** Start of TASK MATERIAL **

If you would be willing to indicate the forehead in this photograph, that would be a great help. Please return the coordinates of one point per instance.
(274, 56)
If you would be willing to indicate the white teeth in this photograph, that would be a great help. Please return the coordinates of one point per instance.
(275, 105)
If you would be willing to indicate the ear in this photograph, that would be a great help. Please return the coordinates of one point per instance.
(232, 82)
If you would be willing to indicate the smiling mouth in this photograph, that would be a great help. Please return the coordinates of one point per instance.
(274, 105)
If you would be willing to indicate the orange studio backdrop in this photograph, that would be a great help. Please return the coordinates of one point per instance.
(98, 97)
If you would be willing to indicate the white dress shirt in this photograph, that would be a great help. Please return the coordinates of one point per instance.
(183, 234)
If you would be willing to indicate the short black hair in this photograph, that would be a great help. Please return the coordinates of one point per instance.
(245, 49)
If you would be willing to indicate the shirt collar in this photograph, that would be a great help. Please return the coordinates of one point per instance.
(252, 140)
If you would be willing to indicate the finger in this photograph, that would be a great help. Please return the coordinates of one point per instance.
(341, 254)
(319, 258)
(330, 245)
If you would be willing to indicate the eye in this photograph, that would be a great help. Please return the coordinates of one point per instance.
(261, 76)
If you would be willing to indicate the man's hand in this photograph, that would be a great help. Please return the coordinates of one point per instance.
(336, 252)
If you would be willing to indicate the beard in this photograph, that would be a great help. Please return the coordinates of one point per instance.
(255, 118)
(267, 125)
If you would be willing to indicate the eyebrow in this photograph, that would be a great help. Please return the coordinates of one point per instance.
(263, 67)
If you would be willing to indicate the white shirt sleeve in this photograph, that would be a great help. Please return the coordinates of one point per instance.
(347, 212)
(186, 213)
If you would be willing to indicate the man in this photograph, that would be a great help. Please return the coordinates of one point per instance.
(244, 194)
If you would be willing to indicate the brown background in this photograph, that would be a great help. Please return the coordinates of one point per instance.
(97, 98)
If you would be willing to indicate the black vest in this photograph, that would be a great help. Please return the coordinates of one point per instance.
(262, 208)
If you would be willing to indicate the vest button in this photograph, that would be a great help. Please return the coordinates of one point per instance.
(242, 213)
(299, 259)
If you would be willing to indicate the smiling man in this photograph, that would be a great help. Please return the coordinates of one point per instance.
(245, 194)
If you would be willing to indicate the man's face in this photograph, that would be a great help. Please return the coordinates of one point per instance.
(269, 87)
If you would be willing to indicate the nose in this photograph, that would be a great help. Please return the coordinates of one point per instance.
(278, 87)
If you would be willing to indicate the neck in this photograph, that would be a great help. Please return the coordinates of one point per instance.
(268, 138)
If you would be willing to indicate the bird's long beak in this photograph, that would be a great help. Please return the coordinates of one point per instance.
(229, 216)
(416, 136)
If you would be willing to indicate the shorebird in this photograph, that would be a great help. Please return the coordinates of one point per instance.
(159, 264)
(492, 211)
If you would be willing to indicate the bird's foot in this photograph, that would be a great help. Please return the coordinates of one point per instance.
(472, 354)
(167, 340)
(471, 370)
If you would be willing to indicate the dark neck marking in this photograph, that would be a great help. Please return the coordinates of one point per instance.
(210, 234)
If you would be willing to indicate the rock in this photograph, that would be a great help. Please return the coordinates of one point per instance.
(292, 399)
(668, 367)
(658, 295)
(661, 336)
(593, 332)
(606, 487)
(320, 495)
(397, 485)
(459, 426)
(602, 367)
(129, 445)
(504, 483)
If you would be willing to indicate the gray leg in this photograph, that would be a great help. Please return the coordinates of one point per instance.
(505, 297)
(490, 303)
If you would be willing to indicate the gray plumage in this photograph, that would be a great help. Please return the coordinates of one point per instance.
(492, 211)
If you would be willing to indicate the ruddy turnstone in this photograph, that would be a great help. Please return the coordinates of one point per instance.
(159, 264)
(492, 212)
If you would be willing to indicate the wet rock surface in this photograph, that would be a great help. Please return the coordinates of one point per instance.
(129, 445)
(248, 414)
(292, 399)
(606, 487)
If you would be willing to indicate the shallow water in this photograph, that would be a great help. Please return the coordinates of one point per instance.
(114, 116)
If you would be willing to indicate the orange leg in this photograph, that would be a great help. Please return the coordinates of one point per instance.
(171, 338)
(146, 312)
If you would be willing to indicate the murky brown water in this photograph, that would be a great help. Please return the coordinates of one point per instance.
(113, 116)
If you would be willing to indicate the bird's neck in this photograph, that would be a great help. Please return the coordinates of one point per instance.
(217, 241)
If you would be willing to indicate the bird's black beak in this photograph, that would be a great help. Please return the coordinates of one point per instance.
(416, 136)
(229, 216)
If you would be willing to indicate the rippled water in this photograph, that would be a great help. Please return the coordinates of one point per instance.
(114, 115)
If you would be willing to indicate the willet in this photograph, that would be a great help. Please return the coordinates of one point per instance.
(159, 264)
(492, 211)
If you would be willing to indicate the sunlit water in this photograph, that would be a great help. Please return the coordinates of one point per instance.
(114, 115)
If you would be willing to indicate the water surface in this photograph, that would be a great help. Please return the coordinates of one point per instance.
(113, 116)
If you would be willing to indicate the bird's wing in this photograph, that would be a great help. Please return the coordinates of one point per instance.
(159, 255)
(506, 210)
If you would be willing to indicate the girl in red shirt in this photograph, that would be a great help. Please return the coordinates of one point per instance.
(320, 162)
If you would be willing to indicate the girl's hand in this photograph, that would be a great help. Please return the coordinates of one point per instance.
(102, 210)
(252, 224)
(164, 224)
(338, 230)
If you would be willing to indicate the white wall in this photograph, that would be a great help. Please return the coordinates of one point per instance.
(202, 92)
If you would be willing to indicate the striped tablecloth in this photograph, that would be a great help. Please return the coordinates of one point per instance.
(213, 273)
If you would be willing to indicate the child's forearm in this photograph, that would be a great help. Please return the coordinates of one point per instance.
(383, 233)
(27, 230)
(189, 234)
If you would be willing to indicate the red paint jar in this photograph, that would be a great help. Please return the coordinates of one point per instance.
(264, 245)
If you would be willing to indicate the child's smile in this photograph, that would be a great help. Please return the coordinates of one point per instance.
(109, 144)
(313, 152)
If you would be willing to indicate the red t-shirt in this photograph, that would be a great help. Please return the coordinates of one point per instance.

** End of TASK MATERIAL **

EXERCISE PROMPT: Transcribe exactly the line containing "If you would be willing to indicate the white wall" and all remaining lines of the material, ending with the last one.

RESULT FOR THIS EXERCISE:
If you would be willing to indicate the white wall in this photograph, that would be a great help. Please return the coordinates of one point per instance.
(202, 92)
If you would be willing to indicate the striped tablecloth in this photograph, that would be a great help. Please return the coordinates of one point per instance.
(213, 273)
If you would be willing to indicate the child's forearm in this photograph, that would be a great help. Please return the coordinates of one point per instance.
(383, 233)
(27, 230)
(189, 234)
If you would be willing to indicate the red paint jar in this photograph, that would be a great help. Please return the coordinates of one point per instance.
(264, 245)
If you would be willing to indicate the child's smile in this photograph, that would be a great help. Please return the coordinates of one point per instance.
(109, 144)
(313, 152)
If you would be willing to indicate the red t-shirt in this photograph, that would be a great help. Please return the coordinates of one point per instance.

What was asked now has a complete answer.